* _EXERCISE AIM_:
Whenever a line in the data holds the string "lying", pull that line out.

********************

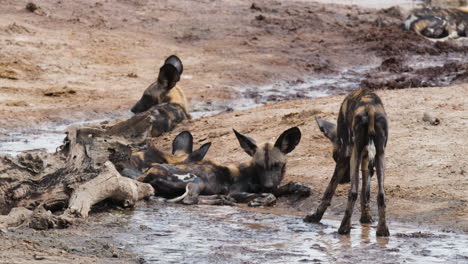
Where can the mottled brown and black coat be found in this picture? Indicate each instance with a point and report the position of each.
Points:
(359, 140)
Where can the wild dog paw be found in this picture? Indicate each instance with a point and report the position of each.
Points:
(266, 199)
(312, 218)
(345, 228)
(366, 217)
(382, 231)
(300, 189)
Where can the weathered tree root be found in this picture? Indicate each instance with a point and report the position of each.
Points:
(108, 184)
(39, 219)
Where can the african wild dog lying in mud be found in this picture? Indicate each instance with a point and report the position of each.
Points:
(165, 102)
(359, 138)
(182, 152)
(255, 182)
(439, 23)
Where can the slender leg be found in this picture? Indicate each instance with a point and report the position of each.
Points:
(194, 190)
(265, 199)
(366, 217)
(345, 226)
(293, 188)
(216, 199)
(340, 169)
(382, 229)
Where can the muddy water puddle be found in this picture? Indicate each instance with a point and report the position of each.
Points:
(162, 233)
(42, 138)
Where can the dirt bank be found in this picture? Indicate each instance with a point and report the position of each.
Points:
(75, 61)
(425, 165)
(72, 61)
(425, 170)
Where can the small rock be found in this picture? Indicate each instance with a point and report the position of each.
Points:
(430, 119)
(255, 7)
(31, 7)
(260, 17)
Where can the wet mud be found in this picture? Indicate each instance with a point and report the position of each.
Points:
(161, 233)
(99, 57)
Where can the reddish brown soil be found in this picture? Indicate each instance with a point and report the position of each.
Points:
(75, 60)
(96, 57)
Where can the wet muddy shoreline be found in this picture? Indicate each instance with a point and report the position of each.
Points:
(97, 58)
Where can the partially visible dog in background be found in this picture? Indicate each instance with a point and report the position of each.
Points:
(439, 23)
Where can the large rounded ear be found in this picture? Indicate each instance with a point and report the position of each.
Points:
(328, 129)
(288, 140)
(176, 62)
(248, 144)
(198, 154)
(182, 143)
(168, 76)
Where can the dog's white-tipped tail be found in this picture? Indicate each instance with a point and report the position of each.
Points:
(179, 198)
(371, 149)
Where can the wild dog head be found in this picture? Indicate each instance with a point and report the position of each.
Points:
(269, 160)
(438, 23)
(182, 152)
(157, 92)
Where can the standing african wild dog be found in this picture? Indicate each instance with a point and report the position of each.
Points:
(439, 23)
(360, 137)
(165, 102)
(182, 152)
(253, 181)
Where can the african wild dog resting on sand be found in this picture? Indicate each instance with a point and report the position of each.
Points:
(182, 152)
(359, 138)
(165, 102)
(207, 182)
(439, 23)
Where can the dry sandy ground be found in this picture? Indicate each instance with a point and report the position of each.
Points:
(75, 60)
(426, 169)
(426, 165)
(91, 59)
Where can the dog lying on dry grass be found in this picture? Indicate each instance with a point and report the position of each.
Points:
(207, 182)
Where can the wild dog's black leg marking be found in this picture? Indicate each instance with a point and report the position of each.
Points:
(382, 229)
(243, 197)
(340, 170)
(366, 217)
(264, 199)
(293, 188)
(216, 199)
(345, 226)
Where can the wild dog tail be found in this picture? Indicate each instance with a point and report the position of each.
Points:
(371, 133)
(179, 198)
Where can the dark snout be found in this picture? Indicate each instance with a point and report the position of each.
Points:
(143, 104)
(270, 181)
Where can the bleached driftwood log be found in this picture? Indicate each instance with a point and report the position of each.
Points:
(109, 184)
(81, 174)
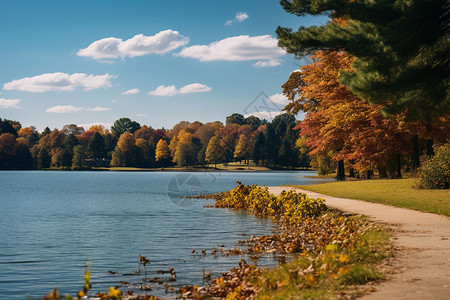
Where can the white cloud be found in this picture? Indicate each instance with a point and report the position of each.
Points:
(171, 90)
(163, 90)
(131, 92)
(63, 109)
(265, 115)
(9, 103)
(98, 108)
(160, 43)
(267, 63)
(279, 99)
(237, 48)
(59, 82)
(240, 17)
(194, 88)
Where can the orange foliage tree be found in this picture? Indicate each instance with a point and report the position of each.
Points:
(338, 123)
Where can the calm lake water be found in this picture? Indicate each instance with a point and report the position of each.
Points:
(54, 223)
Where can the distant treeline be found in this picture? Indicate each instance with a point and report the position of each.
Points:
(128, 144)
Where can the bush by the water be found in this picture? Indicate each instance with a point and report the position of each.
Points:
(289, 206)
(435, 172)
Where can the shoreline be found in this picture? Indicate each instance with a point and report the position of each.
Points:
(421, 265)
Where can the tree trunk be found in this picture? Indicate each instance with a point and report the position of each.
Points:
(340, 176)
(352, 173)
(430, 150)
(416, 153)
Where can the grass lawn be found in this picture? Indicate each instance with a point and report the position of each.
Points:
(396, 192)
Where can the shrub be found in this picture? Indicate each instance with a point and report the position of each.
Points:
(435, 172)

********************

* _ANSWER TO THE EXERCISE_:
Where can the african wild dog lying in mud be found in this picture? Indicate each instance with a point and report the position of each.
Where can the dog lying on dry grass be found in this picture? Indicate each instance with a point and report the position of each.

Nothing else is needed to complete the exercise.